§ **SELECTED EXTRACT**:
%%

I have a large file encoded in Unicode that I need to convert to CSV. In general, I know how to do this by regular expression substitutions using sed or Perl, but one problem I am having is that I need to put a quotation mark at the end of each line to protect the last field. The usual regex substitution ...
s/$/"/
... works fine for 7-bit ASCII text, but when I run this on my Unicode text file, the double quotation mark appears at the BEGINNING of the FOLLOWING line, not at the end of the line on which it's supposed to appear.
The file came from a Windows system, but piping through dos2unix doesn't seem to make any difference. I've tried the "use Encode;" pragma with several different encodings, but I get the same result. Perhaps I'm doing something wrong. Does anyone know of a special library function intended for this purpose, a Perl pragma, etc., that would accomplish this easily? This should be a trivial problem.
Thanks in advance for any suggestions.
Tom
---------- Post updated at 10:51 PM ---------- Previous update was at 10:49 AM ----------
As I mentioned, the regex ...
s/$/"/
... puts the `"' at the beginning of the following line, and piping through dos2unix doesn't matter one way or the other. Using `\n' instead of `$' doesn't
make any difference. However, I discovered an interesting fact: The regex ... s/\r/"/ # use `\r' instead of `$' or `\n' ... gives the expected result, and does so without piping through dos2unix making any difference! I also found that a C program using a wchar_t declaration behaves similarly. That is, a character that appears as if it should be output BEFORE the EOL actually appears after it, if it is matched as '\n', but if it is matched as '\r' then it is output as expected.
My immediate problem is solved, however I wonder whether this doesn't show a bug in Perl or in its regular expression engine ...
This seems to be a clear case where Unicode text is handled differently than non-Unicode text.
Any opinions?
Tom

%%

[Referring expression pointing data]
%%

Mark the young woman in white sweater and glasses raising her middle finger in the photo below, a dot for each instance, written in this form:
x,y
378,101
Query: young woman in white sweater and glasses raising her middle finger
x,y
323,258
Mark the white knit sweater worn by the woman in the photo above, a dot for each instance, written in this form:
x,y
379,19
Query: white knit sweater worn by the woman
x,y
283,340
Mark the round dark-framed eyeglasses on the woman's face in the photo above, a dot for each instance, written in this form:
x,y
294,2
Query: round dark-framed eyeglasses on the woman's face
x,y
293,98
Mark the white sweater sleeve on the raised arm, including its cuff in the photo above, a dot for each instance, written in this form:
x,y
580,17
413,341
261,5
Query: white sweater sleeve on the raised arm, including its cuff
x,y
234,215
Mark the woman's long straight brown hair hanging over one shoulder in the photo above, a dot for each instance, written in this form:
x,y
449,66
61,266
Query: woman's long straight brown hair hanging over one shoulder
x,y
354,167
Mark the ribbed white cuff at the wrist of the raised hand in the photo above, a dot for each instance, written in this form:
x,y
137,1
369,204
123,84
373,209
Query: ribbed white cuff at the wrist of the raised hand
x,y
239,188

%%

§ **EXERCISE DETAILS**: In two sentences, summarize the forum thread about putting a quotation mark at the end of each line.

§ **YOUR RESPONSE**: The poster needs to convert a large Unicode file to CSV, but the substitution s/$/"/ places the quotation mark at the beginning of the following line rather than at the end of the current one, and neither piping through dos2unix nor the "use Encode;" pragma changes this. Matching \r instead of $ or \n gives the expected result and solves the immediate problem, though the poster wonders whether this points to a bug in Perl or its regular expression engine.